Material provided
::::::::

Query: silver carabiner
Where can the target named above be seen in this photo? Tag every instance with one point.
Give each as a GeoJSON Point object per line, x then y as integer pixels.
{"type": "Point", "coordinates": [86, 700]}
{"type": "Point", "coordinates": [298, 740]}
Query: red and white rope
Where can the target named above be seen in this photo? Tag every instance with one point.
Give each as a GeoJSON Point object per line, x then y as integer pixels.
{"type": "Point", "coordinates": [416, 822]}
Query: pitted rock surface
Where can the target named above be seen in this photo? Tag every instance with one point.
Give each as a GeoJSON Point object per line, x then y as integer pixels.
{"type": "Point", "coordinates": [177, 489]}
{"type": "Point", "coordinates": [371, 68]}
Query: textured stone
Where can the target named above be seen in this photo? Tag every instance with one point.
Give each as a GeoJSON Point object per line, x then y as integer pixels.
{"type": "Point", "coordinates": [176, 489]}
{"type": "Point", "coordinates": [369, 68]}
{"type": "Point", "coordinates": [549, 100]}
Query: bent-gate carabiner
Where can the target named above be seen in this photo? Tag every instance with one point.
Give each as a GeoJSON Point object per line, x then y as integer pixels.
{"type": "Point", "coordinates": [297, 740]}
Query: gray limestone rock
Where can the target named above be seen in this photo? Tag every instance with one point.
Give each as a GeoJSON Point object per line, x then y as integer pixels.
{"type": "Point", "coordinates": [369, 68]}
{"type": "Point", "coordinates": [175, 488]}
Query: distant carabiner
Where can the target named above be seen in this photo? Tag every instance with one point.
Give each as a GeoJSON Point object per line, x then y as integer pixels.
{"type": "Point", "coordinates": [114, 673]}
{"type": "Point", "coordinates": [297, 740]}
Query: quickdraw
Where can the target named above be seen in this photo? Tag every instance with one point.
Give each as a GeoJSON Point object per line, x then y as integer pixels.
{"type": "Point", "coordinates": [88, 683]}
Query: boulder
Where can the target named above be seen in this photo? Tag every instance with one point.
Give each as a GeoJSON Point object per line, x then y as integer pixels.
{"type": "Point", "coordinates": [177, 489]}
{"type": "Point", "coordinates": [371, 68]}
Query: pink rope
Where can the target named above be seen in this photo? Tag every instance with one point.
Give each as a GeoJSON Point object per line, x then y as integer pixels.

::::::::

Set problem
Update the listing above by replacing every occurrence of "carabiner" with "snap hook" and leaving everything else unchanged.

Exercise response
Query: silver snap hook
Where can the target named above be seen in this photo? Tag every instance with one point.
Give each as a GeoJSON Point object per line, x then y as integer pixels.
{"type": "Point", "coordinates": [86, 700]}
{"type": "Point", "coordinates": [298, 740]}
Query: red and white rope
Where can the target named above be seen in this photo? Tag every instance with one point.
Give each as a GeoJSON Point object per line, x then y as integer pixels.
{"type": "Point", "coordinates": [416, 822]}
Query: pitted rock surface
Where can the target named above be seen in this photo? Tag every instance with one point.
Give each as a GeoJSON Point object per line, x then y as integer pixels.
{"type": "Point", "coordinates": [177, 489]}
{"type": "Point", "coordinates": [371, 68]}
Query: textured stone
Where can the target named above be seen in this photo? Tag every instance with one point.
Give each as a GeoJSON Point object per line, x then y as integer pixels.
{"type": "Point", "coordinates": [176, 489]}
{"type": "Point", "coordinates": [369, 68]}
{"type": "Point", "coordinates": [549, 100]}
Query: bent-gate snap hook
Where can the target named above be seen in this photo? Tag every instance with one point.
Give each as a GeoJSON Point object per line, x then y as integer pixels.
{"type": "Point", "coordinates": [297, 740]}
Query: gray limestone rock
Where can the target named above be seen in this photo? Tag every instance with one point.
Give each as a GeoJSON Point object per line, x then y as integer pixels.
{"type": "Point", "coordinates": [369, 68]}
{"type": "Point", "coordinates": [175, 488]}
Query: distant snap hook
Where can the target named above be seen in this photo? Tag every instance with one point.
Give each as a GeoJSON Point object per line, x then y as integer pixels.
{"type": "Point", "coordinates": [114, 673]}
{"type": "Point", "coordinates": [297, 740]}
Query: quickdraw
Where can the target named above be seen in this photo? Tag every instance with one point.
Give each as a GeoJSON Point object per line, x then y as integer pixels.
{"type": "Point", "coordinates": [88, 683]}
Query: boulder
Where can the target named above be seen in this photo? Tag every instance with one point.
Give each as a GeoJSON Point object per line, x then y as integer pixels.
{"type": "Point", "coordinates": [177, 489]}
{"type": "Point", "coordinates": [371, 68]}
Query: pink rope
Where can the target named above be seen in this photo? Tag every instance with one point.
Give each as a GeoJSON Point object per line, x then y as integer pixels.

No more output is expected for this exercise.